§ Document
○ ○ ○ ○
Laboratoire de Physique Théorique
Toulouse - UMR 5152

FIG.1 : Illustration of the d wave hole-pair checkerboard state at x=1/8. In this state, the d wave hole pairs occupy every four non-overlapping plaquettes on the original lattice. The charge unit cell is 4a*4a. The SO(5) model is defined on the center of the non-overlapping plaquettes. Such a state could be realized around the vortex core, whose center is depicted by the cross. In the actual realization of this state, the hole pair can be much more extended, and the AF ordering could be much reduced from the classical value.

Recently, a striking feature is revealed in the STM experiments by Hoffman et al.[1], where the local density of states (DOS) near the vortex core show a two dimensional checkerboard-like modulation with a 4a*4a. charge unit cell. Here a is the dimension of the CuO2 plane. This modulation decays exponentially away from the center of the vortex core, with a decay length of about 10a. More recently, a similar pattern has also been seen in the absence of the applied magnetic field [2], possibly induced by the impurities at the surface.
○ ○ ○ ○
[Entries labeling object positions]
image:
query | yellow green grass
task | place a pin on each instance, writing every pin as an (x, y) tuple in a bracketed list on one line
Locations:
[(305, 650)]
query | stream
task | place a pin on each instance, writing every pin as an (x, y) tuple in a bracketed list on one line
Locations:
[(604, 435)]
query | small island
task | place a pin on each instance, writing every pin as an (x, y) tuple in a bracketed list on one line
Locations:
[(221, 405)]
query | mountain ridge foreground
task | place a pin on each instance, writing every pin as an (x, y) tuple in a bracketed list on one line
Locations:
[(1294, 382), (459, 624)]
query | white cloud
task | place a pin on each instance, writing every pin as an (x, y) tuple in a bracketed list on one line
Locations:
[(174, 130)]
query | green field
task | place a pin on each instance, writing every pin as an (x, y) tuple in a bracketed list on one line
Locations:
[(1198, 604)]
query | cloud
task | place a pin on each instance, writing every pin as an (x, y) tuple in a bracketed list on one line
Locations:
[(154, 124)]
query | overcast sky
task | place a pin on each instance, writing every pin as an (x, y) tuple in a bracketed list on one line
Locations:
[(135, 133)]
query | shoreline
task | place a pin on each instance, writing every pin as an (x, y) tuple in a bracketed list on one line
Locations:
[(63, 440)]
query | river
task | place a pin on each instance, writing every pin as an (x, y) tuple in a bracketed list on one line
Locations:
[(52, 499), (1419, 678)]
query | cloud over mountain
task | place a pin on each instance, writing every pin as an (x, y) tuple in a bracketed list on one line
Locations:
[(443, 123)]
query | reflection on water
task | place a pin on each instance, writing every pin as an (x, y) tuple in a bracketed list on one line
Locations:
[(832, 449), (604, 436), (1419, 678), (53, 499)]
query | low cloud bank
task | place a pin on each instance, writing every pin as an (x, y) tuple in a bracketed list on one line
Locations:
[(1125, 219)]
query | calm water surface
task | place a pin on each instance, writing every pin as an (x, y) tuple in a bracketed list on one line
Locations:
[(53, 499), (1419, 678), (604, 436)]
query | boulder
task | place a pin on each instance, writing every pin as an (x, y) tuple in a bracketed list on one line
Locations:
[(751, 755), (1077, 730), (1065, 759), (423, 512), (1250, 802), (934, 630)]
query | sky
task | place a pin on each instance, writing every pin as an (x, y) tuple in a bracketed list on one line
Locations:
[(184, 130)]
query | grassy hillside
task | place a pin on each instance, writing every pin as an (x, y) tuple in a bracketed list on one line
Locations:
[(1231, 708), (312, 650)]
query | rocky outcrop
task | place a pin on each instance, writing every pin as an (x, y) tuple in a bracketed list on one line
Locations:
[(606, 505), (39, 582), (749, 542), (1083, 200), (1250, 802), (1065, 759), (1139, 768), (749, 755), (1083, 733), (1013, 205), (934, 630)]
○ ○ ○ ○
§ Instructions
[A] Swap "plaquettes" for "squares" in the checkerboard-state page and write out the passage from "Laboratoire de Physique" to "the classical value.".
[B] Give back, unchanged, the lines of the records from the line with "query | cloud over mountain" to the line with "[(1125, 219)]", including both of those lines.
The checkerboard-state page and the records come from unrelated sources.

§ Responses to the exercise
[A]
Laboratoire de Physique Théorique
Toulouse - UMR 5152

FIG.1 : Illustration of the d wave hole-pair checkerboard state at x=1/8. In this state, the d wave hole pairs occupy every four non-overlapping squares on the original lattice. The charge unit cell is 4a*4a. The SO(5) model is defined on the center of the non-overlapping squares. Such a state could be realized around the vortex core, whose center is depicted by the cross. In the actual realization of this state, the hole pair can be much more extended, and the AF ordering could be much reduced from the classical value.

[B]
query | cloud over mountain
task | place a pin on each instance, writing every pin as an (x, y) tuple in a bracketed list on one line
Locations:
[(443, 123)]
query | reflection on water
task | place a pin on each instance, writing every pin as an (x, y) tuple in a bracketed list on one line
Locations:
[(832, 449), (604, 436), (1419, 678), (53, 499)]
query | low cloud bank
task | place a pin on each instance, writing every pin as an (x, y) tuple in a bracketed list on one line
Locations:
[(1125, 219)]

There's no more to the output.